EXCERPT TO READ.
* Begin *

# Taking the cover off a Melitta Caffeo Barista TS



## mavroboy (Jun 8, 2021)

Hi,

I've recently got the "fill beans" error on my Melitta Caffeo Barista TS.

I've read this forum and understand that I need to get to the sensors to give them a good clean. The problem is getting to the sensors! I can't' get the plastic housing off the machine.

I've unscrewed the back panel and unclipped the plastic tabs but I still can't seem to open it up. It's like it's still screwed down at the front but I cannot see any other obvious screws.

Any advice would be appreciated, otherwise I'm going to end up breaking it!

Thanks


----------



## DavecUK (Aug 6, 2013)

Check inside where the brew unit goes....that's where I might hide a screw or two. Also look underneath, might be hidden under feet.

Welcome to the forum.


----------



## mavroboy (Jun 8, 2021)

Many thanks. I'll give it a go!


----------



## Pascalcv (Jun 8, 2021)

On the top lid there is a screw in the middle, underneath that small lid where you can pour in ground coffee. It is hidden underneath a rubber cap.


----------



## mavroboy (Jun 8, 2021)

Pascalcv said:


> On the top lid there is a screw in the middle, underneath that small lid where you can pour in ground coffee. It is hidden underneath a rubber cap.


 Perfect. I found it. Thanks so much! Now I just need to work out how to fix the "refill beans" error. Very frustrating, had the machine less than a year.


----------



## philkingston (Jul 8, 2021)

mavroboy said:


> Perfect. I found it. Thanks so much! Now I just need to work out how to fix the "refill beans" error. Very frustrating, had the machine less than a year.


 I've also got one of these machines. I've had it 18 months and it get used a lot - around 10 cups a day. After a year it started complaining about not having any beans in the hoppers, despite both being full. I eventually took it apart to inspect further. Once you've got the lid off (as Pascalcv explains) you can get to the hopper assembly. The sensors appear to be light based (presumably infra-red), although using my phone camera, which can normally show infra-red didn't indicate any light being emitted. It's pretty easy to test whether they are functioning correctly as you can simply put your finger over one of the sensors and see if the screen on the front showing the warning or not. You can obviously do that without having to take the machine apart.

So I continued to disassemble the machine.... Unscrewing the hopper and removing the foam insulation reveals the grinder below. I unscrewed this, lifted it up and disconnected the sensor on the side, and finally the two power connectors at the bottom. Looking into the grinder, it was evident that it was caked with coffee grounds inside. This was preventing the ground coffee from leaving the grinder. After opening up the grinder, it needed a damn good cleaning with a brush. The grinder is a little fiddly to open as it requires various bits on the top to be rotated. Also look out for the two ball bearings and springs that are part of the top assembly of the grinder. When reassembling everything, make sure you reattach the sensor in the same orientation and position as this can also trigger the refill beans error.

* End *

GIVEN REQUEST. From the Melitta forum thread, condense the paragraph beginning "So I continued to disassemble the machine" into a short list that keeps its main facts. The lines on this page are unrelated to the Melitta forum thread.

MATERIAL SUPPLIED.
* Begin *

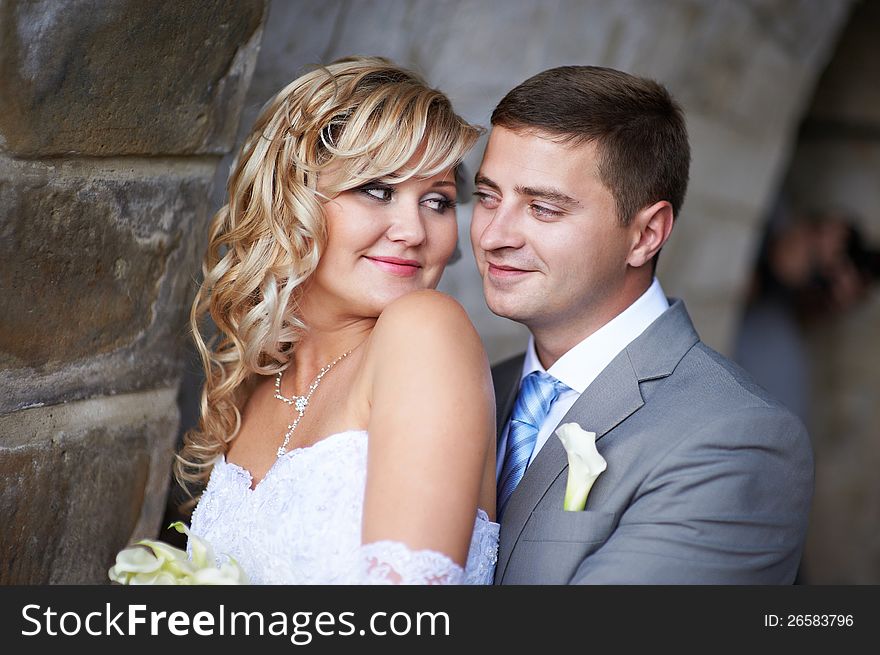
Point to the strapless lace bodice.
(302, 524)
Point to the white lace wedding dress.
(302, 524)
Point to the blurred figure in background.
(809, 269)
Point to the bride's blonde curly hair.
(366, 117)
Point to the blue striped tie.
(536, 395)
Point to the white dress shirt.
(582, 364)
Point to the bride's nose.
(407, 225)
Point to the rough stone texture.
(99, 259)
(112, 120)
(837, 164)
(124, 77)
(80, 481)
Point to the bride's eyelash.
(367, 189)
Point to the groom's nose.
(497, 229)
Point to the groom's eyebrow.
(479, 178)
(548, 193)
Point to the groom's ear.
(649, 230)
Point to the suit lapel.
(609, 400)
(506, 378)
(612, 397)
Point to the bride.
(347, 421)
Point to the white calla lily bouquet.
(157, 563)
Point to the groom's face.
(546, 237)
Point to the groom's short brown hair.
(638, 129)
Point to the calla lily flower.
(157, 563)
(584, 464)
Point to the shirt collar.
(582, 364)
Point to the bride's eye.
(380, 192)
(438, 203)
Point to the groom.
(708, 480)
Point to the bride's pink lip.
(498, 270)
(396, 266)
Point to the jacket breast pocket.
(587, 527)
(554, 543)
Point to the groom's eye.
(542, 211)
(487, 200)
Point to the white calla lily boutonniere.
(584, 464)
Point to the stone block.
(97, 271)
(124, 77)
(81, 481)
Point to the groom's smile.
(545, 232)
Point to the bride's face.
(384, 240)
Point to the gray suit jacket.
(709, 480)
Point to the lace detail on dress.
(393, 562)
(302, 523)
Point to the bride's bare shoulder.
(425, 320)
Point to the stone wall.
(113, 117)
(836, 164)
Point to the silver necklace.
(301, 402)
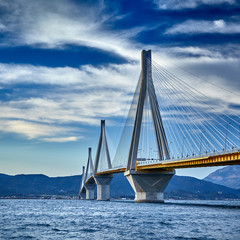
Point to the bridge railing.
(203, 155)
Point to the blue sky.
(65, 65)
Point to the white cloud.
(61, 139)
(69, 95)
(194, 27)
(54, 24)
(32, 130)
(176, 4)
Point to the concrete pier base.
(149, 186)
(90, 191)
(103, 187)
(82, 195)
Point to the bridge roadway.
(217, 159)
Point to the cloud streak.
(49, 25)
(176, 4)
(202, 26)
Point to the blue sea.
(81, 219)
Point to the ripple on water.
(58, 219)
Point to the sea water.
(81, 219)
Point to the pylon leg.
(148, 187)
(103, 187)
(90, 191)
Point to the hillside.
(227, 176)
(179, 188)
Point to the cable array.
(192, 125)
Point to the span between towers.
(148, 179)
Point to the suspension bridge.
(170, 125)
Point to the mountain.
(227, 176)
(180, 187)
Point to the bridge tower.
(90, 184)
(82, 191)
(102, 162)
(148, 186)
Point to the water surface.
(79, 219)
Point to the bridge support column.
(103, 187)
(149, 186)
(90, 191)
(82, 195)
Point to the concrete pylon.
(89, 182)
(103, 181)
(148, 186)
(82, 190)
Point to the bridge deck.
(232, 158)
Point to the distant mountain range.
(180, 187)
(227, 176)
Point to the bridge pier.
(82, 195)
(90, 191)
(103, 187)
(149, 186)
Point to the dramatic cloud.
(55, 24)
(196, 27)
(32, 130)
(176, 4)
(68, 96)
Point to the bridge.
(170, 125)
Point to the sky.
(65, 65)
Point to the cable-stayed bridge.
(170, 125)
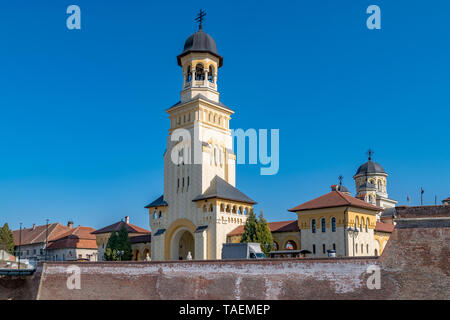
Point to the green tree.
(250, 228)
(258, 231)
(124, 244)
(6, 239)
(112, 248)
(264, 235)
(118, 246)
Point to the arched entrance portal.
(182, 244)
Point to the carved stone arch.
(174, 229)
(292, 242)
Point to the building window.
(333, 224)
(275, 245)
(291, 245)
(211, 74)
(199, 72)
(189, 74)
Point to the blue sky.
(83, 124)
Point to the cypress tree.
(250, 228)
(124, 244)
(264, 235)
(111, 248)
(6, 239)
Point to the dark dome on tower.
(370, 167)
(200, 42)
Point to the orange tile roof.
(38, 234)
(334, 199)
(77, 238)
(131, 228)
(384, 227)
(277, 226)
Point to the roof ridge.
(44, 229)
(342, 196)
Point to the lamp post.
(353, 232)
(20, 243)
(120, 254)
(46, 240)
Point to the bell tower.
(200, 62)
(200, 204)
(371, 183)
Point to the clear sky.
(82, 112)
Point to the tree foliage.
(118, 247)
(6, 239)
(264, 235)
(250, 228)
(258, 231)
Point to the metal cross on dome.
(199, 18)
(370, 153)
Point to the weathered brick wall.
(414, 265)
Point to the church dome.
(200, 42)
(370, 167)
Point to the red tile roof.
(384, 227)
(38, 234)
(77, 238)
(131, 228)
(278, 226)
(334, 199)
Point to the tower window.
(189, 74)
(211, 74)
(199, 72)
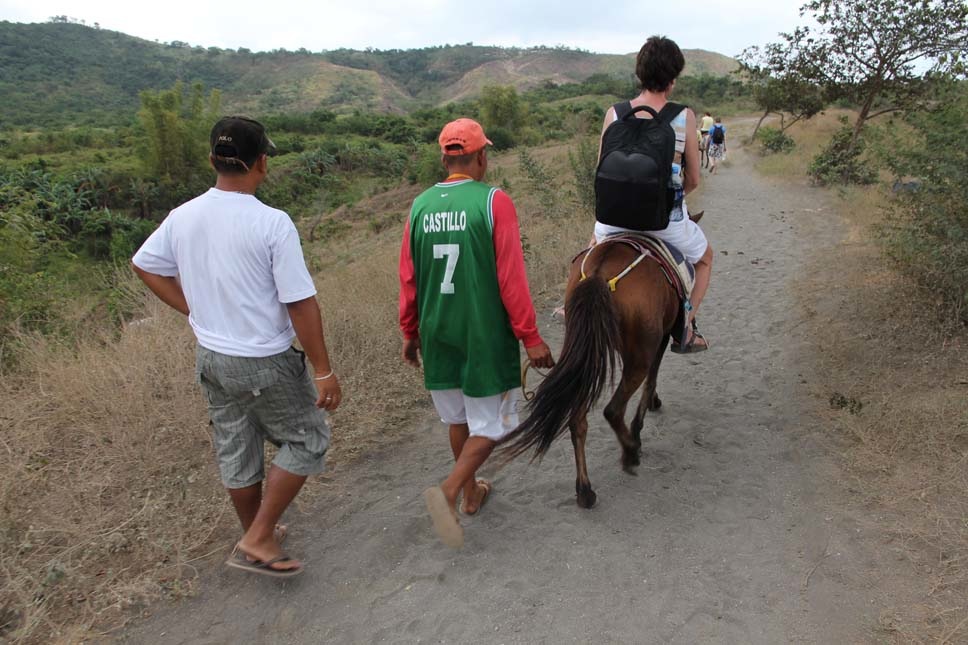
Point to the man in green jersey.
(465, 305)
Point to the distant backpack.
(633, 180)
(718, 135)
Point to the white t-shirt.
(238, 262)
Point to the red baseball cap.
(462, 137)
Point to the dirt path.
(732, 532)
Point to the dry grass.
(895, 372)
(109, 493)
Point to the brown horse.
(636, 320)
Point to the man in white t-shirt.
(234, 266)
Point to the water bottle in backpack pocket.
(633, 182)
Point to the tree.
(872, 52)
(176, 132)
(502, 107)
(782, 95)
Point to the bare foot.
(472, 505)
(444, 517)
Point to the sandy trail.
(732, 532)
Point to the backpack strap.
(670, 111)
(622, 110)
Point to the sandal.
(446, 526)
(240, 560)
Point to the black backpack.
(719, 135)
(632, 182)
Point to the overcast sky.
(724, 26)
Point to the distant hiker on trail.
(659, 63)
(234, 266)
(465, 305)
(706, 124)
(717, 145)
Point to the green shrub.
(502, 138)
(927, 226)
(839, 163)
(775, 140)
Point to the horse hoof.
(631, 461)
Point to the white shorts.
(684, 234)
(491, 417)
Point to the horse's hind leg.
(615, 413)
(583, 487)
(650, 399)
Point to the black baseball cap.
(237, 138)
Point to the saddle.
(679, 272)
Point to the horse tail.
(574, 384)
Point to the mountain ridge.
(88, 75)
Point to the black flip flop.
(238, 560)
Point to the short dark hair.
(660, 61)
(237, 143)
(459, 161)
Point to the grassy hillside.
(92, 76)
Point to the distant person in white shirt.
(234, 266)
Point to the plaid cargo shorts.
(254, 400)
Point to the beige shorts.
(491, 417)
(254, 400)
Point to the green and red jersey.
(463, 288)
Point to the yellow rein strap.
(614, 281)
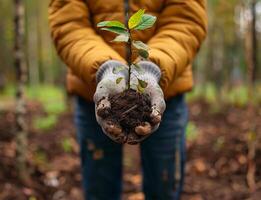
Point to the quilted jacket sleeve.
(181, 28)
(75, 39)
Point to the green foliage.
(45, 123)
(118, 80)
(138, 21)
(147, 21)
(115, 30)
(66, 145)
(135, 19)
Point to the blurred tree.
(21, 71)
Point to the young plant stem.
(130, 58)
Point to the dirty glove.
(106, 85)
(150, 73)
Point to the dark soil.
(129, 109)
(216, 159)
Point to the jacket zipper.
(126, 13)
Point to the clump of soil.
(129, 109)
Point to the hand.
(151, 75)
(107, 85)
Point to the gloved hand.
(106, 79)
(150, 73)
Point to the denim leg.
(163, 154)
(101, 158)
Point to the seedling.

* End *

WORKED SOLUTION.
- Unscrew the hopper and remove the foam insulation to reach the grinder underneath.
- Unscrew the grinder, lift it up, and disconnect the sensor on its side and the two power connectors at the bottom.
- Inside, the grinder was caked with coffee grounds, which kept ground coffee from leaving it. Open it and clean it thoroughly with a brush.
- Opening the grinder is fiddly because various parts on top must be rotated. Watch for the two ball bearings and springs in its top assembly.
- When reassembling, reattach the sensor in the same orientation and position, because a misplaced sensor can also trigger the refill beans error.